— start of Document excerpt —
# Bush hog damages camper



## fastback4 (Oct 19, 2010)

Wet ground and muddy boot bottoms factored this crash with my bush hog and my 2006 camper. The insurance adjuster said it can all be fixed. There has been no dollar amount put on the damage yet. I don’t know if the slide out works or not or if the frame is bent. The camper got shoved 8 feet sideways and into my barns corner post. 
Can this really be fixed as good as new? There’s a lot of damage here. Take a look at the pictures on this photobucket link below.

Tractor crashes RV pictures by fastback4 - Photobucket


----------



## Gerry (Jan 24, 2011)

*RV damage from tractor*

Well anything can be fixed but will you be happy seems the question. Around here ( Oregon ) there are a number of shops that specialize in RV damage repair and I'm sure there are shops where you're at that are trustworthy also. I would have several look at it in detail ie underneath and do frame measurements to determine what needs to be done. Your insurance company will of course be involved and my guess is it's likely to be a total but only time will tell. It may make it even more painfull that it's your doing but we all have done these kind of things so my advice is to jump through the hoops and let this work out, hopefully to your satisfaction. Good luck and let us know how you come out.


----------



## RVadventurer (May 4, 2011)

I would say it's a total loss. I am sure it could be fixed, but the insurance company is going to look at from a repair vs actual value stand point and I bet replacement will be cheaper. 

If I were you I would actually push for them to total it. A repaired camper is always going to be a repaired camper and that will greatly depreciate its value if you ever want to sell or trade it in


----------



## fastback4 (Oct 19, 2010)

I will be getting this camper to a repair shop maybe this week. The ground is still to wet and soggy to pull this camper across my front yard and onto the highway.
— end of Document excerpt —
— start of Items —
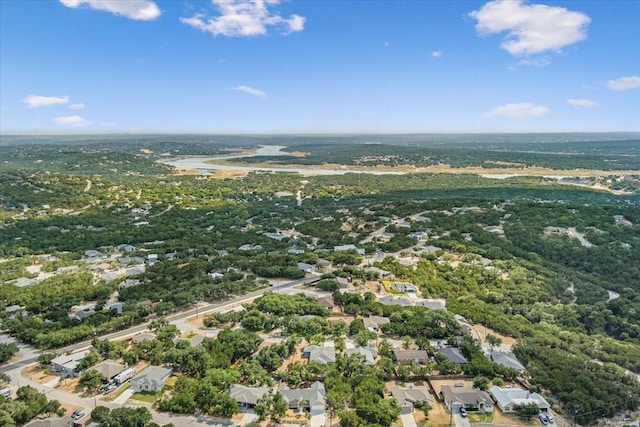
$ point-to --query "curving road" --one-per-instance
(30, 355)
— end of Items —
— start of Items —
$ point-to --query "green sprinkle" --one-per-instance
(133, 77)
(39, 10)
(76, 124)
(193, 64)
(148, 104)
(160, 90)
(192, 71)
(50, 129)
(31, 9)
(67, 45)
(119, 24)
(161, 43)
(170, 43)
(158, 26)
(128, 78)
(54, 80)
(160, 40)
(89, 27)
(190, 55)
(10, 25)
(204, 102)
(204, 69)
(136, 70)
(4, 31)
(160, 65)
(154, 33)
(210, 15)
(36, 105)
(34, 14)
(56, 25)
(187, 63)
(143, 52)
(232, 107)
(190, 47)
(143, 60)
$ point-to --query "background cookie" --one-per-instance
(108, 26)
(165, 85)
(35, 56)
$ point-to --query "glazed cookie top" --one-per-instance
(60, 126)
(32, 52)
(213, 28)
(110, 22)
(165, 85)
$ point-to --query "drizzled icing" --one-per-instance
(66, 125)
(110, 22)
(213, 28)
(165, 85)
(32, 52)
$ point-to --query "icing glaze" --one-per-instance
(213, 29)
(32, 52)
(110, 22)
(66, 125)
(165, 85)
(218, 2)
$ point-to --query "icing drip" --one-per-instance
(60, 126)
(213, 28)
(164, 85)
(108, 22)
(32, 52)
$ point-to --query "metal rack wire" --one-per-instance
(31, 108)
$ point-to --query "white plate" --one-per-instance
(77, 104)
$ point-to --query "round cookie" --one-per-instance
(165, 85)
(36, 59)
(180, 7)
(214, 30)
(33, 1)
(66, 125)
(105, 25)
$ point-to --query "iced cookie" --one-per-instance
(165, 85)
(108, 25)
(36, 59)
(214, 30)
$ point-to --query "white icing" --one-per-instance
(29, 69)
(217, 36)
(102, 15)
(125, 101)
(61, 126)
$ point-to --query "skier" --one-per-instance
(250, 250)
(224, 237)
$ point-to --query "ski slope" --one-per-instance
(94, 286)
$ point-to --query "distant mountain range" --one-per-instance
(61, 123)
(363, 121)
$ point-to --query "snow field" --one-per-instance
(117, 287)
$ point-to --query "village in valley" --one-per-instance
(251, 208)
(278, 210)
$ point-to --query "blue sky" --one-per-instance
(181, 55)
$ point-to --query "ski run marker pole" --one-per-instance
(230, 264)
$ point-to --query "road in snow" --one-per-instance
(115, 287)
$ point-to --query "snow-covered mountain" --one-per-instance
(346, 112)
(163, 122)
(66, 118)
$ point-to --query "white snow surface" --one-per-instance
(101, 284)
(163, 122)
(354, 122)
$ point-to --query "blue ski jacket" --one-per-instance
— end of Items —
— start of Items —
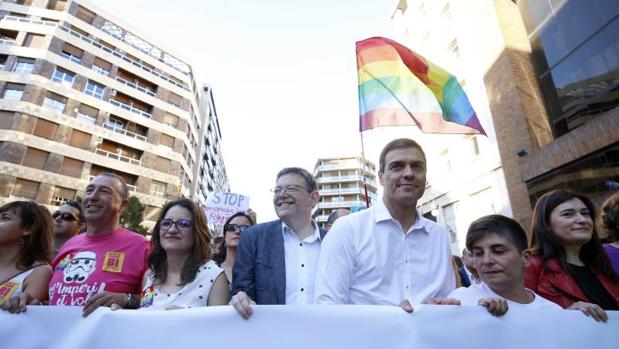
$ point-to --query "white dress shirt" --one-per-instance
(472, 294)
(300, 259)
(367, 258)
— end of Items —
Work to complete. In the forum thread about a bush hog damaging a camper, how far was the camper shoved sideways?

Full answer. The camper was shoved 8 feet sideways, into the barn's corner post.